Aim:
Add 66 to every x and y coordinate in the answers, then write out the lines in full for the stretch from the line containing "Habitat-count request: mark the baby's leg" through the last line.

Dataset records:
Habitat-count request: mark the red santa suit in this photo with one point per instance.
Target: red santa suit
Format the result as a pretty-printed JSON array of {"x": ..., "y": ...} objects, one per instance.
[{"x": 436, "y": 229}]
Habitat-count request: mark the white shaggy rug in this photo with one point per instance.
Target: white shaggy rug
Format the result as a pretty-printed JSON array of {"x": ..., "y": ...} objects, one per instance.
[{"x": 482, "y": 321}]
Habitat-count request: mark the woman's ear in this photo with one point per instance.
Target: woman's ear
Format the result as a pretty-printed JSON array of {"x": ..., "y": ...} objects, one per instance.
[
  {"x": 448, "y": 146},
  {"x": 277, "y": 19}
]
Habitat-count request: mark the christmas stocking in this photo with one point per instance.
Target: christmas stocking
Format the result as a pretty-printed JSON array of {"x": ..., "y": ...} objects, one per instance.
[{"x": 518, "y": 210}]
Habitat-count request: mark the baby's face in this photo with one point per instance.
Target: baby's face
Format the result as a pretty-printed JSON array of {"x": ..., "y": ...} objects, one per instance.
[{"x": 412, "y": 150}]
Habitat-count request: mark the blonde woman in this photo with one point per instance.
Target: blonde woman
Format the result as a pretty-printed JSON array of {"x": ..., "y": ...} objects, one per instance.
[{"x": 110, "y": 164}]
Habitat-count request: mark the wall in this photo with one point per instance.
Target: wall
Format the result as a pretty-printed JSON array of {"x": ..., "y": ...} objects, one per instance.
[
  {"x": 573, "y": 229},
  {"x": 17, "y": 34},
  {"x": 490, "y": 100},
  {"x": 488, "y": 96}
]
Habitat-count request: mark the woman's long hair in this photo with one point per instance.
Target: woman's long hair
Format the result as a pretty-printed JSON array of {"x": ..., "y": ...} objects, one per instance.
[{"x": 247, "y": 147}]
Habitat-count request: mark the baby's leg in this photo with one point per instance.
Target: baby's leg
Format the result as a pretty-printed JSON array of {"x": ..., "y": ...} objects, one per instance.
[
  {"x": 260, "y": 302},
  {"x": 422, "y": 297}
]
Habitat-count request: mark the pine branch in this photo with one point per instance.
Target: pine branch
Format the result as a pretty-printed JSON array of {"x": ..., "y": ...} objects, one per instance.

Final result:
Habitat-count request: mark the baby's leg in this photo with one point per instance.
Target: baby's leg
Format the result as a pretty-printed JSON array of {"x": ..., "y": ...} objects, one per instance.
[
  {"x": 326, "y": 368},
  {"x": 488, "y": 363}
]
Habitat-count request: mark the pine branch in this photo with one point per instance.
Target: pine branch
Format the result as a pretty-printed JSON array of {"x": ..., "y": ...} objects, one per instance.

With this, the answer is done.